### [JOUW OPDRACHTEN]
1) Welke bewindspersoon heeft de brief over PFAS in de bodem geschreven?
2) Schrijf uit de brief over PFAS in de bodem letterlijk over, beginnend bij "Handreiking zorgplicht onder artikel 13" en doorlopend tot en met "HTML versie (kst-30015-129).".
3) Schrijf de brief over PFAS in de bodem verder vanaf de laatste zin die er staat.

··· TEKST

[overzicht] [activiteiten] [ongeplande activiteiten] [besluiten] [commissies] [geschenken] [kamerleden] [kamerstukdossiers] [🧑mijn] [open vragen]
[toezeggingen] [stemmingen] [verslagen] [🔍 uitgebreid zoeken] [wat is dit?]

Handreiking zorgplicht onder artikel 13 van de Wet bodembescherming bij bodemverontreiniging met PFAS

Bodembeleid

Brief regering

Nummer: 2025D10872, datum: 2025-03-13, bijgewerkt: 2025-03-19 10:58, versie: 3 (versie 1, versie 2)

Directe link naar document (.pdf), link naar pagina op de Tweede Kamer site, officiële HTML versie (kst-30015-129).

Gerelateerde personen: Bijlagen:

Onderdeel van kamerstukdossier 30015 -129 Bodembeleid.

Onderdeel van zaak 2025Z04715:

Onderdeel van activiteiten:

Preview document (🔗 origineel)


Tweede Kamer der Staten-Generaal 2
Vergaderjaar 2024-2025

30 015 Bodembeleid

35 334 Problematiek rondom stikstof en PFAS

Nr. 129 BRIEF VAN DE STAATSSECRETARIS VAN INFRASTRUCTUUR EN WATERSTAAT

Aan de Voorzitter van de Tweede Kamer der Staten-Generaal

Den Haag, 13 maart 2025

Er wordt steeds meer bekend over de aanwezigheid van PFAS in de Nederlandse bodem. Op sommige locaties zijn door verontreiniging de concentraties PFAS zo hoog, dat risico’s ontstaan voor volksgezondheid of milieu en er moet worden bepaald of bodemsaneringsmaatregelen nodig zijn. Veel van deze PFAS-verontreinigingen zijn ontstaan door handelingen of activiteiten na de inwerkingtreding van de Wet bodembescherming en voor de inwerkingtreding van de Omgevingswet. Daarom kan de wettelijke zorgplicht uit artikel 13 van de Wet bodembescherming van toepassing zijn op deze verontreinigingen, via overgangsrecht uit de Aanvullingswet Bodem.

Mijn voorganger heeft uw Kamer toegezegd samen met de bevoegde overheden te kijken hoe deze zorgplicht ingevuld kan worden.1 Het resultaat hiervan is de «Handreiking zorgplicht onder artikel 13 van de Wet Bodembescherming bij bodemverontreiniging met PFAS», die u als bijlage bij deze brief aangeboden wordt.

······
··· REGELS

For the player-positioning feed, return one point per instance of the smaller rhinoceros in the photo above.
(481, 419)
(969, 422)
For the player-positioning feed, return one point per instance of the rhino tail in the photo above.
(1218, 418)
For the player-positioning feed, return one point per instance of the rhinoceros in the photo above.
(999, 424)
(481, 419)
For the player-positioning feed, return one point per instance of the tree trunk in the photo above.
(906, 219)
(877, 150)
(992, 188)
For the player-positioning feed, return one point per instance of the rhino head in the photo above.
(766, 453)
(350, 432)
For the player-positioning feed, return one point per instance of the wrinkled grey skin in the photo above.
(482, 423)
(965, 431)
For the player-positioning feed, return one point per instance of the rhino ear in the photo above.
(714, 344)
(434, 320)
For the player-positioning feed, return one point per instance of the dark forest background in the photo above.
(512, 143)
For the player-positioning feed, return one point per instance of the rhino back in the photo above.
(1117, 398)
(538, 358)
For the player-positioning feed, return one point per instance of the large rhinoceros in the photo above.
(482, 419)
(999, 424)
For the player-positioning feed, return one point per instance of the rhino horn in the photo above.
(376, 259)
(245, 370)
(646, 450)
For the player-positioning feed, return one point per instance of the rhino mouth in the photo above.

······
··· REGELS

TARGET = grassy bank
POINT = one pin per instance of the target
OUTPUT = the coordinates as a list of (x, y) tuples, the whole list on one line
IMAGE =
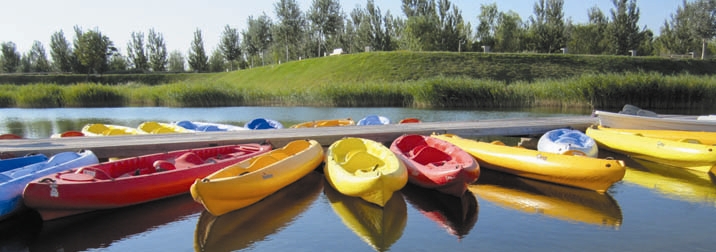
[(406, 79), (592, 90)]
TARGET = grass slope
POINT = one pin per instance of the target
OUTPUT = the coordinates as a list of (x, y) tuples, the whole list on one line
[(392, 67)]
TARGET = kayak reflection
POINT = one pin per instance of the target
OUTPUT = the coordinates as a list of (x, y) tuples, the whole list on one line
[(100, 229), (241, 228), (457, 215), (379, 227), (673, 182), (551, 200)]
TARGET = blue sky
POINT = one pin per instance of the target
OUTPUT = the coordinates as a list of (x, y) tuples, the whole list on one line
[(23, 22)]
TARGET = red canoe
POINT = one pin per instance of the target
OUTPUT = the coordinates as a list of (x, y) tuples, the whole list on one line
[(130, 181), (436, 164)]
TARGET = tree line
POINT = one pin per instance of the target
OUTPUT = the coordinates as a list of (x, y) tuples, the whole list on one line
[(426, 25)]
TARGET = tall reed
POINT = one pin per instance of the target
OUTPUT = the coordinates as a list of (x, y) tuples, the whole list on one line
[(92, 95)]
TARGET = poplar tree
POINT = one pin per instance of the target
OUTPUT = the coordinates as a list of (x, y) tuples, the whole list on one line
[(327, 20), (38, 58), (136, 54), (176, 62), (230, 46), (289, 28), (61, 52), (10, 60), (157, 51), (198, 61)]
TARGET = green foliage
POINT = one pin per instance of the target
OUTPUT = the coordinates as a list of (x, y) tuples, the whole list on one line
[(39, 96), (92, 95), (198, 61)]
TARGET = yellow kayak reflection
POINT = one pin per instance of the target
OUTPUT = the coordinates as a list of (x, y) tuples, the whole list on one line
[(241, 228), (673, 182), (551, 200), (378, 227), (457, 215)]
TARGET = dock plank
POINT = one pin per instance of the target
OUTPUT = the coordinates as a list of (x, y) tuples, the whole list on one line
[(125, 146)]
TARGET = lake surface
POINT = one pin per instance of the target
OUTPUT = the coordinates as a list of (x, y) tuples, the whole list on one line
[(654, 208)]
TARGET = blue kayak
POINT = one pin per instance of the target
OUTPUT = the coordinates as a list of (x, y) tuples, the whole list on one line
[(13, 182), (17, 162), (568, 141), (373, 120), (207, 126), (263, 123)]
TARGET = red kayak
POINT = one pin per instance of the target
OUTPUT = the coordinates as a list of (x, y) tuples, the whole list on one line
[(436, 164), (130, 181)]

······

### [ANTWOORDEN BIJ OEFENING]
1) De staatssecretaris van Infrastructuur en Waterstaat.

2)
Handreiking zorgplicht onder artikel 13 van de Wet bodembescherming bij bodemverontreiniging met PFAS

Bodembeleid

Brief regering

Nummer: 2025D10872, datum: 2025-03-13, bijgewerkt: 2025-03-19 10:58, versie: 3 (versie 1, versie 2)

Directe link naar document (.pdf), link naar pagina op de Tweede Kamer site, officiële HTML versie (kst-30015-129).

3)
Focus van de handreiking

Op veel plekken in het land komen PFAS in lage concentraties voor. Dat noemen we diffuse achtergrondbelasting met PFAS. Voor deze situaties is eerder het handelingskader PFAS aan uw Kamer aangeboden.2 De voorliggende handreiking is bedoeld voor bronlocaties met verhoogde gehalten aan PFAS in de bodem en/of het grondwater. Voor deze PFAS-verontreinigingen zal het veelal gaan om bodem- en grondwaterverontreinigingen die zijn veroorzaakt in de periode van 1 januari 1987 tot 1 januari 2024, de datum van de inwerkingtreding van de Omgevingswet.

Vanuit de uitvoeringspraktijk kwamen vragen op over wanneer en hoe de zorgplicht specifiek voor PFAS-verontreinigingen moet worden toegepast. Gemeentes en provincies zijn voor bodem- en grondwaterverontreinigingen het bevoegd gezag. Bevoegde gezagen zijn zelf verantwoordelijk voor het nemen en motiveren van besluiten. Zij dienen te beoordelen of er in een concrete situatie sprake is van een overtreding van de wettelijke zorgplicht op grond van de Wet bodembescherming, of dat de Omgevingswet van toepassing is. Daarnaast dient het bevoegd gezag de situatiespecifieke omstandigheden per casus te beoordelen en ook welke herstelmaatregelen er verwacht worden.

De voorliggende handreiking is een verduidelijking van bestaande wet- en regelgeving en met name de zorgplicht onder de Wet bodembescherming, en omvat geen aanvullend of nieuw beleid.

Bredere context

Deze handreiking is een belangrijke stap binnen bredere ontwikkelingen op het gebied van bodemregelgeving. Voor vragen rond het overgangsrecht uit de Aanvullingswet bodem en de Omgevingswet en de ontwikkeling van toekomstig beleid lopen afzonderlijke trajecten. Ik licht hierna een aantal van deze sporen toe.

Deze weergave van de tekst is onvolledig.